(Image point annotation entries)
+ + + +

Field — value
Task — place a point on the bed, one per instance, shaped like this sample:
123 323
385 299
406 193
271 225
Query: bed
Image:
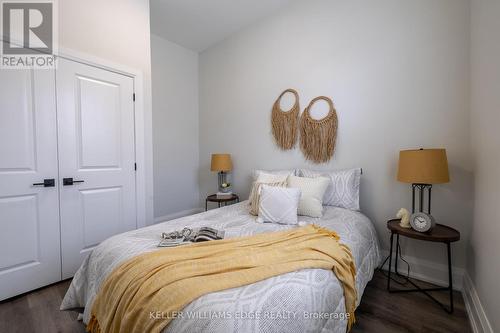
304 301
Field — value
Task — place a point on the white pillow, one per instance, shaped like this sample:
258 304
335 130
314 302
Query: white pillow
278 204
343 190
279 175
313 190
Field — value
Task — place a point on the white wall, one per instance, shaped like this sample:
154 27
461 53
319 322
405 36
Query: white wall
398 73
175 127
483 264
117 31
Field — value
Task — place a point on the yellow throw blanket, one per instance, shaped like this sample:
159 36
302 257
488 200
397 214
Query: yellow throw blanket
167 280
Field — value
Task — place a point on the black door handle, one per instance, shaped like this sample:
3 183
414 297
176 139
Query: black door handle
70 181
46 183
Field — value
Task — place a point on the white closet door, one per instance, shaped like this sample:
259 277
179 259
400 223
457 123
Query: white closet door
96 151
29 214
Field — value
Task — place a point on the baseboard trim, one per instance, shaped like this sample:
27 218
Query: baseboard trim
428 271
177 215
477 316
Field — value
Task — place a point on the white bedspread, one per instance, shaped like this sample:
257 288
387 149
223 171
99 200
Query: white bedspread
303 301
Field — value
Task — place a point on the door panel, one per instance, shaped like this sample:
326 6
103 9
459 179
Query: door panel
17 119
29 215
99 123
96 146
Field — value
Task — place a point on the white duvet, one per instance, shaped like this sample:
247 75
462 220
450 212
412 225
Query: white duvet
309 300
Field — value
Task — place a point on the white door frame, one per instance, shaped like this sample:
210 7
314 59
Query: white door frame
140 153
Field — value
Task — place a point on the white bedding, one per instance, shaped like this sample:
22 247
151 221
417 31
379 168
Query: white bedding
303 301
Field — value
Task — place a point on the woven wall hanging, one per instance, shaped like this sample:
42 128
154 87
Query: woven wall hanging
285 123
317 137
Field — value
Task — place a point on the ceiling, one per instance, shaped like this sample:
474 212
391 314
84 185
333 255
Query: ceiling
199 24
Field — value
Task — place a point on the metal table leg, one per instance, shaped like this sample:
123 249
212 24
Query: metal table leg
450 277
390 264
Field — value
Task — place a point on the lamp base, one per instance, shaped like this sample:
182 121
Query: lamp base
421 189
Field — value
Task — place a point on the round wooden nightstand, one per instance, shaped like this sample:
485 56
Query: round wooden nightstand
221 201
440 234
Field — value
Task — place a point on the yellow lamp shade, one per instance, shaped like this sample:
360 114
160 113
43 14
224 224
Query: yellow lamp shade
221 162
423 166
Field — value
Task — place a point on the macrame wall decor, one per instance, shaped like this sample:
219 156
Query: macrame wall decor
317 136
285 123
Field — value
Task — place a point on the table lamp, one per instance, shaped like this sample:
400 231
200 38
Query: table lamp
222 164
422 168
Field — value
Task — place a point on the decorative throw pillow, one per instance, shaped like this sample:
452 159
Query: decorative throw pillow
254 198
262 177
274 174
313 190
278 204
343 190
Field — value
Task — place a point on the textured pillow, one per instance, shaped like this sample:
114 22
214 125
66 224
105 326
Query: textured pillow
278 205
254 198
343 190
313 190
266 174
262 177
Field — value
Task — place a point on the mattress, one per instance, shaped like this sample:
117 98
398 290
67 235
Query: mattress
309 300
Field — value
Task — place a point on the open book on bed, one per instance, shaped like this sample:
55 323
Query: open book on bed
188 235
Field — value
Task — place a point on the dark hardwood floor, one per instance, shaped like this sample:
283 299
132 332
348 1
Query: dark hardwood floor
379 311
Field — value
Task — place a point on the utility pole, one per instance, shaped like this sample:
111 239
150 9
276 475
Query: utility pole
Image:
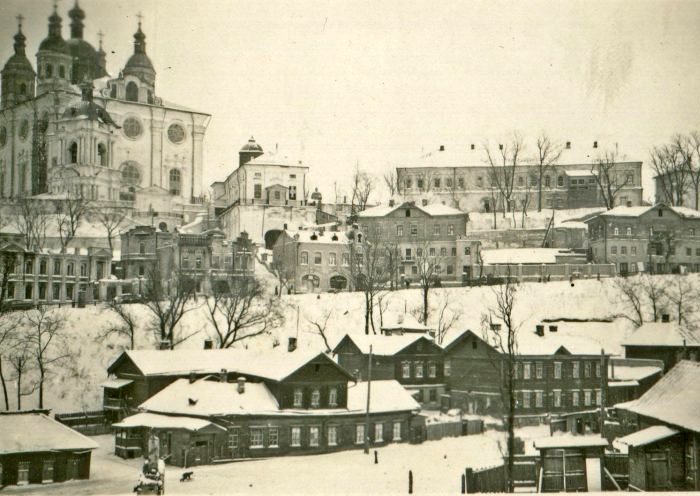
369 384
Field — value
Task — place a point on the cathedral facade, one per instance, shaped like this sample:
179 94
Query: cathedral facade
67 128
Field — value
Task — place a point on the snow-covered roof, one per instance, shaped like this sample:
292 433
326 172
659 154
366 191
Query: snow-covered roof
648 436
524 255
274 365
25 432
403 321
153 420
568 440
209 398
663 334
432 209
674 400
383 345
385 396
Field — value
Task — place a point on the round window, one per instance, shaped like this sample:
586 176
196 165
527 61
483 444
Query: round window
24 129
176 133
132 127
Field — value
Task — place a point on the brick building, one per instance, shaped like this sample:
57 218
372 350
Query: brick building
658 239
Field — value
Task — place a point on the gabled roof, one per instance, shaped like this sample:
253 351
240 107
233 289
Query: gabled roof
674 400
663 334
383 345
273 365
25 432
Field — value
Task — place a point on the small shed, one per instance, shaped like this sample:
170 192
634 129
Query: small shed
571 463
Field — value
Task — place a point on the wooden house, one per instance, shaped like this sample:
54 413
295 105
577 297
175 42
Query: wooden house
414 360
665 447
36 449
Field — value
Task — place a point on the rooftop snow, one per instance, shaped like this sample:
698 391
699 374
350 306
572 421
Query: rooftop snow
29 432
662 334
648 436
153 420
674 400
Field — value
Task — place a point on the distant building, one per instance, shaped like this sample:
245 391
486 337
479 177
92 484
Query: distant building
414 360
36 449
317 260
659 239
262 405
412 232
462 178
664 447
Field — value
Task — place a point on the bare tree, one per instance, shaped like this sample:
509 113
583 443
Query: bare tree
112 220
500 329
606 175
46 344
548 154
240 310
320 326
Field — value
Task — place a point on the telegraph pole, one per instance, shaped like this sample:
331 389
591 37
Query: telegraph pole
369 384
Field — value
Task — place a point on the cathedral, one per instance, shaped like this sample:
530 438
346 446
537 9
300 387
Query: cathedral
68 128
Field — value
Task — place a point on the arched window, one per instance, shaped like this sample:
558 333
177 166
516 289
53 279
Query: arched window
175 182
132 92
73 153
102 154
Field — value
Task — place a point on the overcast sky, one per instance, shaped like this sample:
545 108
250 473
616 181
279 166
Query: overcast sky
377 82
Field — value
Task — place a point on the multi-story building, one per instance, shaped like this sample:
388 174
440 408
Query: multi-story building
415 232
55 278
656 239
204 260
317 260
462 178
123 144
265 192
414 360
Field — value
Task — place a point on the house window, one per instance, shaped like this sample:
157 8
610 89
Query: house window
359 433
313 436
47 471
315 398
22 473
396 434
233 439
557 370
298 397
273 437
419 370
332 435
296 437
256 437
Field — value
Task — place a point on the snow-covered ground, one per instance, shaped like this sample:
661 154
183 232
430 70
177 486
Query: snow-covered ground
437 467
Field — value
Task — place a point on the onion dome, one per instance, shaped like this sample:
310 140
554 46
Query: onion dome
139 64
251 146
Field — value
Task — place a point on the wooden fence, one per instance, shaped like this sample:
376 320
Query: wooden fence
90 423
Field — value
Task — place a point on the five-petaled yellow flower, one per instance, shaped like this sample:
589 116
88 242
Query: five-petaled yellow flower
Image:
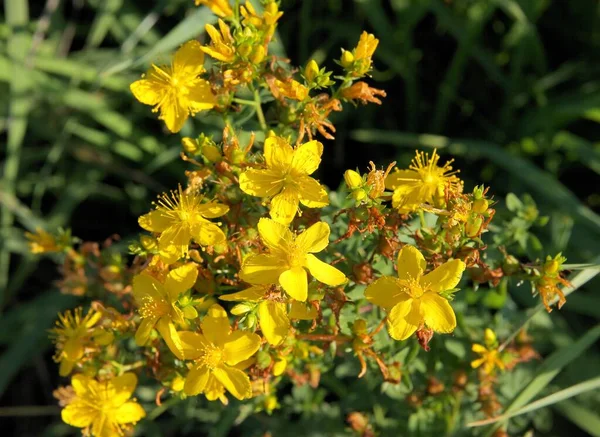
176 90
180 218
289 258
219 355
219 7
490 356
156 302
273 315
72 333
103 408
413 300
286 179
423 183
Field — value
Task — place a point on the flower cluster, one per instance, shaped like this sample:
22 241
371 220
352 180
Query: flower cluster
237 283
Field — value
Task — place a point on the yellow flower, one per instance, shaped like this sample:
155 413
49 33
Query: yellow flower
490 356
176 90
180 218
42 242
218 353
72 333
103 408
289 258
156 302
286 179
414 300
221 43
219 7
423 182
273 316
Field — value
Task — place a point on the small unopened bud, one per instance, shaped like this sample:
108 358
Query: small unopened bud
311 71
347 59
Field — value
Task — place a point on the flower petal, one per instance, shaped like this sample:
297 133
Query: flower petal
143 332
307 157
262 269
404 319
167 331
445 277
438 313
181 279
411 263
252 294
215 325
196 381
188 59
240 346
312 193
278 153
385 292
261 183
314 239
295 283
323 272
235 381
274 235
274 321
148 92
193 344
284 206
155 221
129 412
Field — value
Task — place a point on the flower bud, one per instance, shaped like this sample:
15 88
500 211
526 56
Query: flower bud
353 179
347 59
311 71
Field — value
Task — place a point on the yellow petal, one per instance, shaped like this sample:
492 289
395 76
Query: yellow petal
274 235
215 325
196 380
193 344
189 59
206 233
295 283
385 292
323 272
411 263
173 113
235 381
129 412
181 279
78 414
301 311
213 210
200 97
404 319
124 386
278 153
445 277
307 157
274 321
240 346
155 221
284 206
261 183
438 313
148 92
314 239
143 332
169 334
262 269
252 294
312 193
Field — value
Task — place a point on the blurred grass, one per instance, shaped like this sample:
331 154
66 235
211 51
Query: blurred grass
509 87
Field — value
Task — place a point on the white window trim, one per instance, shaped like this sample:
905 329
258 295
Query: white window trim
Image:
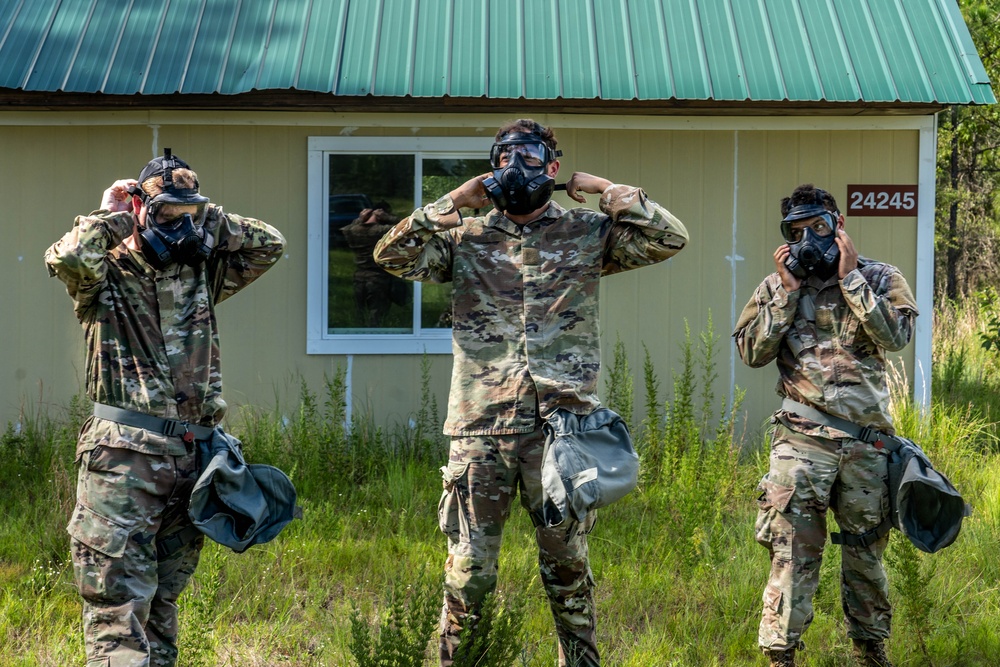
318 340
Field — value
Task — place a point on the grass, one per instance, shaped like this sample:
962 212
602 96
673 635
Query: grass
679 575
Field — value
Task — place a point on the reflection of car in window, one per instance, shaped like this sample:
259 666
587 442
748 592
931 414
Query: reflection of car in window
343 210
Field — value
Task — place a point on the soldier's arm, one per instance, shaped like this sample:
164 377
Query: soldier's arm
78 258
244 250
886 312
764 322
642 231
419 247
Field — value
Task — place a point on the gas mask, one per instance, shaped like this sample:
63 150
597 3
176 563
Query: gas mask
812 252
180 239
522 185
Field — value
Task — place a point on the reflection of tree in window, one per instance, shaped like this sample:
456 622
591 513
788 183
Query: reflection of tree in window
441 176
361 298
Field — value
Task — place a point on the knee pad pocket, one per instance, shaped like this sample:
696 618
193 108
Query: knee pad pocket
452 518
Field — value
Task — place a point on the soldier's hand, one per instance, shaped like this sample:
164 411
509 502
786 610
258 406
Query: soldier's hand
117 198
788 279
583 182
848 254
471 194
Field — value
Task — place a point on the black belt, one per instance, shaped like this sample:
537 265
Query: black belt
171 427
875 438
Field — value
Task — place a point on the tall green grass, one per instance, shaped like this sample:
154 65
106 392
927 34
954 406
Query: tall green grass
679 575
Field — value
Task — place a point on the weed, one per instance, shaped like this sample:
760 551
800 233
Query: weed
401 638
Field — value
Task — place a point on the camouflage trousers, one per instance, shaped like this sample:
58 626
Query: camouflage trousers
129 560
808 475
483 476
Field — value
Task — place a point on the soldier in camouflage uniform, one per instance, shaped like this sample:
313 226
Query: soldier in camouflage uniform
152 350
828 331
525 342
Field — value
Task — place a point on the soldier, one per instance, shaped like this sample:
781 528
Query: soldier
526 341
145 273
827 316
373 287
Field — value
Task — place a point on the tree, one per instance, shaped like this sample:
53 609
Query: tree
968 174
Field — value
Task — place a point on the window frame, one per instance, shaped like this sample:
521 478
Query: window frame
318 338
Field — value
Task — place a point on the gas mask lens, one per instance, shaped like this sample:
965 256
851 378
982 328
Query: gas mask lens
173 218
823 227
533 154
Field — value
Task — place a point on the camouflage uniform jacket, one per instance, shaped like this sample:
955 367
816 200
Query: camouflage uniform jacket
525 300
829 339
152 342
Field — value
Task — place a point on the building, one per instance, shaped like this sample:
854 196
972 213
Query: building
300 111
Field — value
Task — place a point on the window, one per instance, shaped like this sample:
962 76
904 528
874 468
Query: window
358 188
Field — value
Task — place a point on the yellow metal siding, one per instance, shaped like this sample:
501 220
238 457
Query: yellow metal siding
52 173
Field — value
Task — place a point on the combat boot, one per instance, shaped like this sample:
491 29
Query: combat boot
781 658
871 652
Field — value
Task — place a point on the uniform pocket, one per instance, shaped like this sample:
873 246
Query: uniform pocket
453 517
772 500
774 495
98 532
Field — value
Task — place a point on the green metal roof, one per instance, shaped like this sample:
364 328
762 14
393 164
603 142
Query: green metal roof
724 51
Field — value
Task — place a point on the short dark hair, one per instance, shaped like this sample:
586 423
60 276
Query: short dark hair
528 126
806 194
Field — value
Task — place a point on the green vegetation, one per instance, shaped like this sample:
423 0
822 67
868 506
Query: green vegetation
679 573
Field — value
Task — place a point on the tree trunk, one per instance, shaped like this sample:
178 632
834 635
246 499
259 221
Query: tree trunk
951 265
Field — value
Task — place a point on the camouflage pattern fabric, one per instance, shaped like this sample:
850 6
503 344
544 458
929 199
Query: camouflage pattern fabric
829 340
524 304
482 477
129 504
151 336
152 347
808 475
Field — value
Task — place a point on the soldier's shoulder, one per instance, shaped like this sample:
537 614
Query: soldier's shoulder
876 272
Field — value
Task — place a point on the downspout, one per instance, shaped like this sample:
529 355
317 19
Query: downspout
923 335
733 258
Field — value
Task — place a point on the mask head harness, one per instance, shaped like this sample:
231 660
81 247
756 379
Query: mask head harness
811 251
521 186
178 239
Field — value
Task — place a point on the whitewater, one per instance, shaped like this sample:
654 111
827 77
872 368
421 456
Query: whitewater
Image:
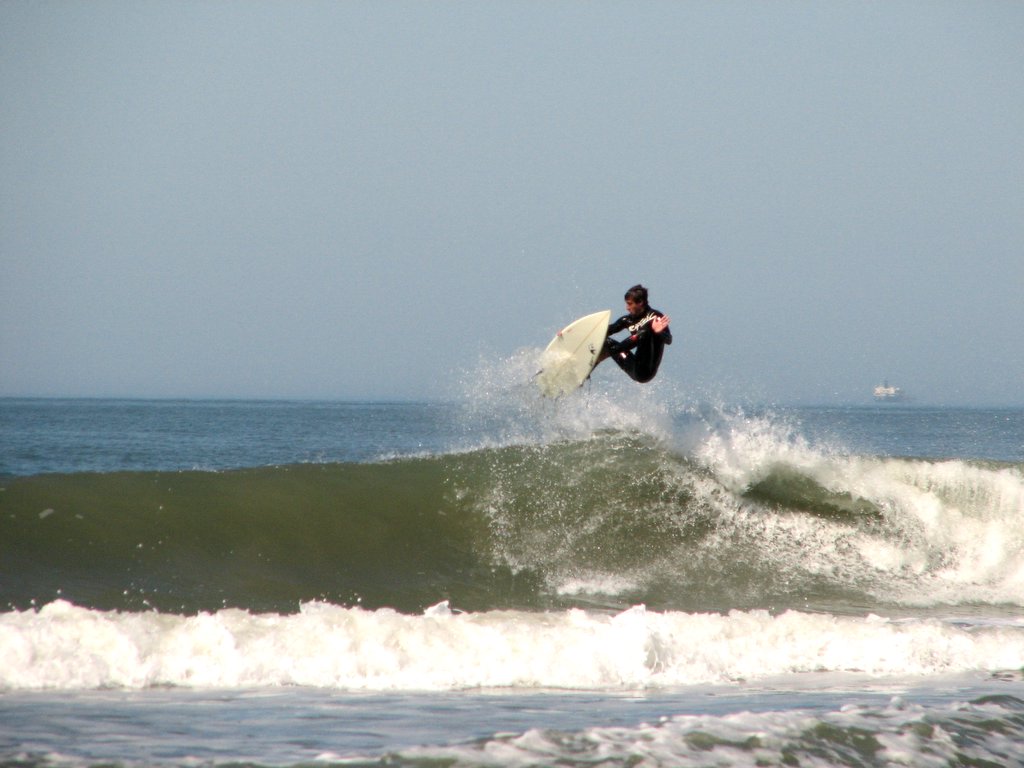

+ + + +

▶ WHAT TO DO:
Copy every line of the material above that contains the string "shoulder", treating uppercase and lowercase letters as distinct.

▶ WRITTEN REPLY:
Task — place a point on the soldier's shoulder, one per instance, shaped like this sample:
Query: soldier's shoulder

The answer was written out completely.